*Passage provided:*
Happy anniversary Will and Kate. It’s been one year since my friends and I watched the wedding, and one of the (usually) sharpest among us, upon hearing that the maid of honour Philippa was about the enter, asked where Kate’s sister Pippa was.
Oh, I’ll take any chance to relive that.
Male readers may want to relive the sight of Pippa’s bottom as it sashayed into the Cathedral, but to mark this one year celebration, I am going to address another hot topic of the royal nuptials: Beatrice and Eugenie. Or the hats. Oh, those hats.
I’ve often wondered how men feel about hats, probably because I often wonder how I feel about them. In theory, they’re great. They have a practical benefit and a stylistic flair; this is especially key in the cold and damp weather that comes with London living.
Speaking of cold weather, I think men love knit beanies. I gather this when girls put them on before leaving the pub on a winter’s night and men just smile stupidly (the more stupid the smile, the more he fancies her). I also think certain fedoras, trilbies, whatever they’re called, are a sexy solution to bad weather – and as a recent trip to Vegas proved, a decent dance prop.
But extreme hats? I think we can all appreciate the artistry, but honestly… Beatrice and Eugenie were a subject of conversation, but who wants to be spoken about like that?! Also, can we for a minute discuss the fascinator? This may be the best named accessory on earth for the sheer fact that it is so fascinating, and by that I mean it sort of makes women look like those primordial deep water fish that have light bulbs and other fishing rod type ‘bait’ hanging off their heads. Do men understand what we’re trying to achieve with these things? Do we?

*To be done:*
1. In the post on royal wedding hats, how long has it been since the writer and friends watched the wedding?
2. Restate word for word the part of the post on royal wedding hats that begins at the words "I’ve often wondered" and stops after the words "with London living.".
3. Decide whether each statement agrees with the post on royal wedding hats, answering yes or no and quoting the deciding words: (a) The writer thinks men love knit beanies. (b) The writer says hats have no practical benefit. (c) The writer likens the look of the fascinator to deep water fish.

*Provided records:*
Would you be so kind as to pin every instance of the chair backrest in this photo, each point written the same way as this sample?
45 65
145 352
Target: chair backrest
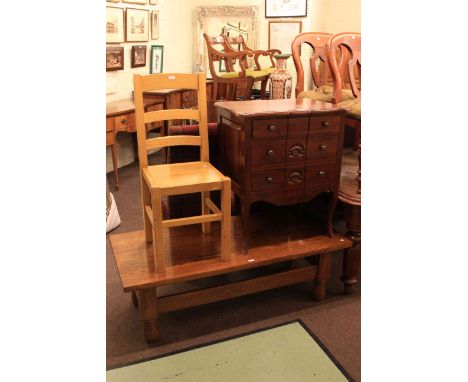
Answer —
347 68
170 81
318 61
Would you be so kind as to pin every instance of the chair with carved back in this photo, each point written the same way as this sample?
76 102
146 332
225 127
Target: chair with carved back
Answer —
231 84
158 181
350 183
260 74
319 67
346 72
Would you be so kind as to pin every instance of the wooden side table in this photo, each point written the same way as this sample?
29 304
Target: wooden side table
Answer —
281 151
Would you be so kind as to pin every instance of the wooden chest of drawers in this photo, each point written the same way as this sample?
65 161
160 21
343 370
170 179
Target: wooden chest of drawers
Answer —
281 151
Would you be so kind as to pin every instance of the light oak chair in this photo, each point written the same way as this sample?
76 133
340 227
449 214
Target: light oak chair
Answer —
158 181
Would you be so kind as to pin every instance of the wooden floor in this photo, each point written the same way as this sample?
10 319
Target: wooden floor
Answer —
276 236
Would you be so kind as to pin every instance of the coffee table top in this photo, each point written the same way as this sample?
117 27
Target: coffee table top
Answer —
277 107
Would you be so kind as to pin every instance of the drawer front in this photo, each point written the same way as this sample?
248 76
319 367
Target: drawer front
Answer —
298 126
325 124
125 122
268 181
294 185
320 174
110 138
269 128
322 147
296 149
268 152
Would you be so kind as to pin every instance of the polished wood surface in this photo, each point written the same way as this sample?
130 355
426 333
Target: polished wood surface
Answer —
158 181
281 151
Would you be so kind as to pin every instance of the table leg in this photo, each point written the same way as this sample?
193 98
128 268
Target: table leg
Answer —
323 274
149 313
352 256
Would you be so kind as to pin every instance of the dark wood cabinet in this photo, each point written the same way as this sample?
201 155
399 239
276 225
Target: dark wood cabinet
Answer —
281 151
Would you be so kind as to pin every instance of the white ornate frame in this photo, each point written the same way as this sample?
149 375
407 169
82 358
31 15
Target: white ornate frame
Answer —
202 14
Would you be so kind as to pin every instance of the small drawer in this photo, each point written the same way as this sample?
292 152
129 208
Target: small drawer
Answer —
268 152
296 149
110 138
325 124
269 128
268 181
124 122
298 126
322 147
320 174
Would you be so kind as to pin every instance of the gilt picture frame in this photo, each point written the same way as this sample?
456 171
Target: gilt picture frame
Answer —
156 59
138 56
115 27
137 25
114 58
281 8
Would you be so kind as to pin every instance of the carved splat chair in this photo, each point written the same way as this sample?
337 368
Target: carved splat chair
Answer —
230 45
163 180
232 84
319 68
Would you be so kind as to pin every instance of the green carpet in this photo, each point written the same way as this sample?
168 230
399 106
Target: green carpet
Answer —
286 353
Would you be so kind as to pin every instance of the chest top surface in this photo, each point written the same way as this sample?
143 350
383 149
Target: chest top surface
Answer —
304 106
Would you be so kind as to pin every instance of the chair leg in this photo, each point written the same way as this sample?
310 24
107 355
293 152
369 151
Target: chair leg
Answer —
158 245
146 201
116 170
206 227
226 220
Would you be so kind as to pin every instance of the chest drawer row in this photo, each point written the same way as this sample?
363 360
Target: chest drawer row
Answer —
295 126
294 149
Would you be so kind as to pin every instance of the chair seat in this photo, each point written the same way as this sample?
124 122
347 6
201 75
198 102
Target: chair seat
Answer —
353 107
325 94
199 176
248 72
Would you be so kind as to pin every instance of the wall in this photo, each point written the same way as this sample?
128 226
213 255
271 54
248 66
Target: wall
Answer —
176 35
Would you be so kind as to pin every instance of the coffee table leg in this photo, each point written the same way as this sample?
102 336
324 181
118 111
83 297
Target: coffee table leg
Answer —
149 313
323 274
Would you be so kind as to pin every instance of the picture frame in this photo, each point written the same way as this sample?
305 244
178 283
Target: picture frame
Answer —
281 8
138 56
281 33
136 1
156 58
137 25
115 25
114 58
154 25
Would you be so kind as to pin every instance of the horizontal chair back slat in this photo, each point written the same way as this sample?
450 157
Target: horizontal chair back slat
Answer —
179 140
164 115
170 81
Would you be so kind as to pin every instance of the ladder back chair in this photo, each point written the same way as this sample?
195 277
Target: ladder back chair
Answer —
162 180
231 84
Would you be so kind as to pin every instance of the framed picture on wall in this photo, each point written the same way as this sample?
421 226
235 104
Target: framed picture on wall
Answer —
137 25
114 58
281 34
136 1
157 52
282 8
154 25
138 56
114 24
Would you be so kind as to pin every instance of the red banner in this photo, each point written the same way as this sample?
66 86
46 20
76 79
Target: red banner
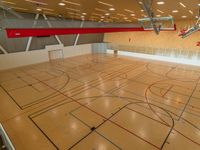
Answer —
19 33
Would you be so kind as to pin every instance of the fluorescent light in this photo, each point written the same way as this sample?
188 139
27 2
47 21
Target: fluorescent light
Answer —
36 2
121 15
98 9
107 4
96 14
191 12
112 9
48 9
39 9
72 3
127 10
160 3
160 11
7 2
72 9
175 11
182 4
61 4
19 8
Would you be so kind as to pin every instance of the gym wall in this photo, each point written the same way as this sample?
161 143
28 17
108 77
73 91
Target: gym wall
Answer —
166 39
19 44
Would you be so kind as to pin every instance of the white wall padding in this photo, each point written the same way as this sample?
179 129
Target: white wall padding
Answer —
14 60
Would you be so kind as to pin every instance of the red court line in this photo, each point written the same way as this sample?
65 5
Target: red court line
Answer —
165 125
167 91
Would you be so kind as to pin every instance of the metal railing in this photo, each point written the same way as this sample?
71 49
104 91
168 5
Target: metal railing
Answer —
192 54
7 144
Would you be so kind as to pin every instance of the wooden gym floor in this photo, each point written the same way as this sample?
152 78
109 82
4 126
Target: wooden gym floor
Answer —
102 102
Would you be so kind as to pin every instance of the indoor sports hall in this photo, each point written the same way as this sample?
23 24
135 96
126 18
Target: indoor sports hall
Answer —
99 75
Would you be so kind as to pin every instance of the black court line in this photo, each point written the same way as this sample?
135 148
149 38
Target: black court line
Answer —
189 99
95 131
10 96
44 133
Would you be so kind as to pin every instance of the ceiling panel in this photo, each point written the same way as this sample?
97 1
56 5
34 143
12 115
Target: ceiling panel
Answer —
125 10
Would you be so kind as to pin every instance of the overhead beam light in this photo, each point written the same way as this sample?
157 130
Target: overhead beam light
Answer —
160 3
103 3
61 4
191 12
175 11
72 9
182 4
112 9
39 9
47 9
98 9
7 2
19 8
36 2
160 11
127 10
72 3
121 15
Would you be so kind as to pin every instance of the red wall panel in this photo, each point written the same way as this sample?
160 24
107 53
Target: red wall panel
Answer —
19 33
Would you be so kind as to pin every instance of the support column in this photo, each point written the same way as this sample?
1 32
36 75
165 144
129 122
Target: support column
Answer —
49 24
30 38
3 50
77 37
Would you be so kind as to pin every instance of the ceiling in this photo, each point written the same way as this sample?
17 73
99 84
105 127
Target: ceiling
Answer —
99 10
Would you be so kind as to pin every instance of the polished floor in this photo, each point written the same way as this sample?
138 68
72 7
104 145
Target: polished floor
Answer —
102 102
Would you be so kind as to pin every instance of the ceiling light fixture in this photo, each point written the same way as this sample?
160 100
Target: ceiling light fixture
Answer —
127 10
112 9
184 16
36 2
160 11
182 4
160 3
61 4
72 3
191 12
100 2
175 11
7 2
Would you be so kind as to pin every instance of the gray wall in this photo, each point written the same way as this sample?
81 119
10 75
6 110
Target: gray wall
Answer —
8 20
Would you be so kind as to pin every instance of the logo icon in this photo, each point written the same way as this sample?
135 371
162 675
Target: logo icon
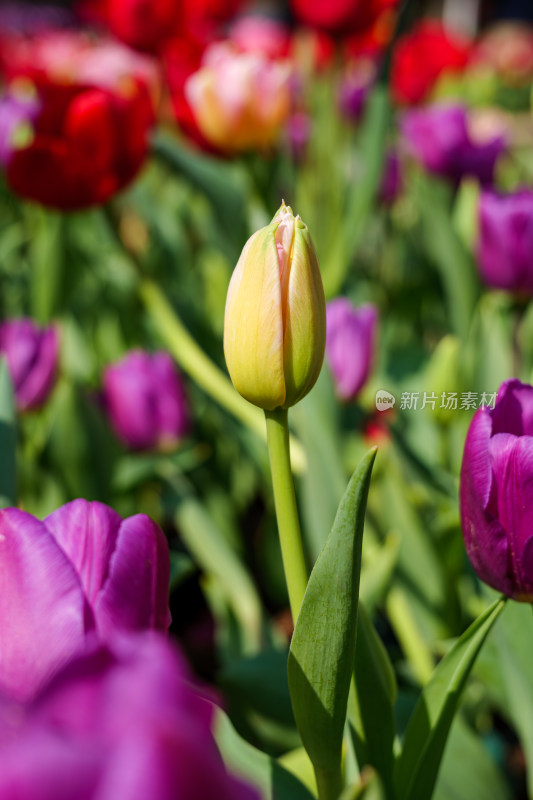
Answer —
384 400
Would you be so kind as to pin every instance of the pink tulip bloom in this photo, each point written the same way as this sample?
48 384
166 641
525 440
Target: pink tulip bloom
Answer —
121 721
81 571
32 356
240 101
495 492
146 401
350 345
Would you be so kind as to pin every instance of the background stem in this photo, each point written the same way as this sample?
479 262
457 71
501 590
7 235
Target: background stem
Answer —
286 510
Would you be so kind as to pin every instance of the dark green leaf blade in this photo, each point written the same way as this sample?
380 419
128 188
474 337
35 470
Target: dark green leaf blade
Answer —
372 719
418 765
323 645
268 775
7 438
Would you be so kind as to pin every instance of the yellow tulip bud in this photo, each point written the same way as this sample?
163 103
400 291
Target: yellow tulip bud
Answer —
275 323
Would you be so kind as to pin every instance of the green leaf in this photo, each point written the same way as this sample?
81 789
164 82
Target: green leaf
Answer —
215 556
260 682
446 250
468 771
372 721
264 772
323 645
371 154
515 640
47 256
323 483
425 739
218 181
7 438
368 787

*Responses in order:*
1. One year.

2.
I’ve often wondered how men feel about hats, probably because I often wonder how I feel about them. In theory, they’re great. They have a practical benefit and a stylistic flair; this is especially key in the cold and damp weather that comes with London living.

3.
(a) Yes: "I think men love knit beanies."
(b) No: "They have a practical benefit and a stylistic flair"
(c) Yes: "it sort of makes women look like those primordial deep water fish"